Provided text:
** START **

Authors: Michele Invernizzi

Date: February 28, 2022

Aims

This Masterclass is an introduction to the OPES (On-the-fly Probability Enhanced Sampling) method and its PLUMED implementation.

Objectives

Once this Masterclass is completed, you will be able to:

Perform OPES simulations and analyse the results.
Use OPES_EXPANDED to sample different generalized ensembles
Test the effect of various OPES_METAD input options
Understand the typical use-case for OPES_METAD_EXPLORE

Prerequisites

We assume that you are familiar with PLUMED, metadynamics, umbrella sampling, and replica exchange. If you are not, the 2021 PLUMED Masterclass is a great place to start. In particular we suggest PLUMED Masterclass 21.1: PLUMED syntax and analysis, PLUMED Masterclass 21.3: Umbrella sampling, and PLUMED Masterclass 21.4: Metadynamics. Reading the OPES papers is also recommended [73] [74] [75].

** END **

Dataset extract:
** START **

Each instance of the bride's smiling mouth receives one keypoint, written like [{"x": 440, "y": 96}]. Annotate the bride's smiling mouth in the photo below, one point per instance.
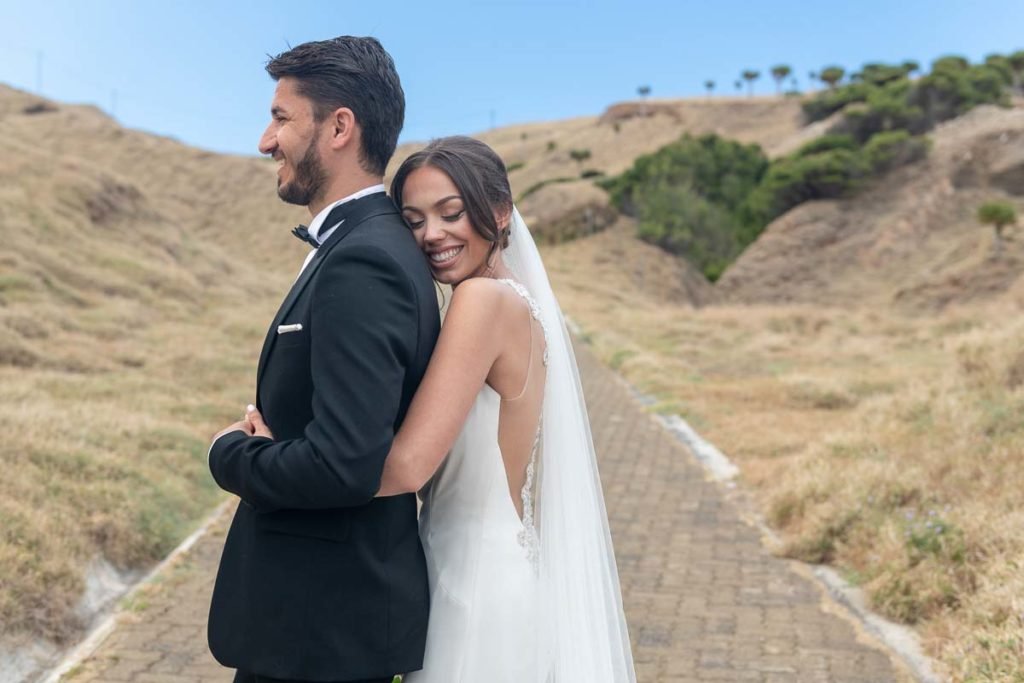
[{"x": 444, "y": 257}]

** END **

Repeat the OPES Masterclass overview word for word, from start to finish. The data was drawn from a separate source.

Authors: Michele Invernizzi

Date: February 28, 2022

Aims

This Masterclass is an introduction to the OPES (On-the-fly Probability Enhanced Sampling) method and its PLUMED implementation.

Objectives

Once this Masterclass is completed, you will be able to:

Perform OPES simulations and analyse the results.
Use OPES_EXPANDED to sample different generalized ensembles
Test the effect of various OPES_METAD input options
Understand the typical use-case for OPES_METAD_EXPLORE

Prerequisites

We assume that you are familiar with PLUMED, metadynamics, umbrella sampling, and replica exchange. If you are not, the 2021 PLUMED Masterclass is a great place to start. In particular we suggest PLUMED Masterclass 21.1: PLUMED syntax and analysis, PLUMED Masterclass 21.3: Umbrella sampling, and PLUMED Masterclass 21.4: Metadynamics. Reading the OPES papers is also recommended [73] [74] [75].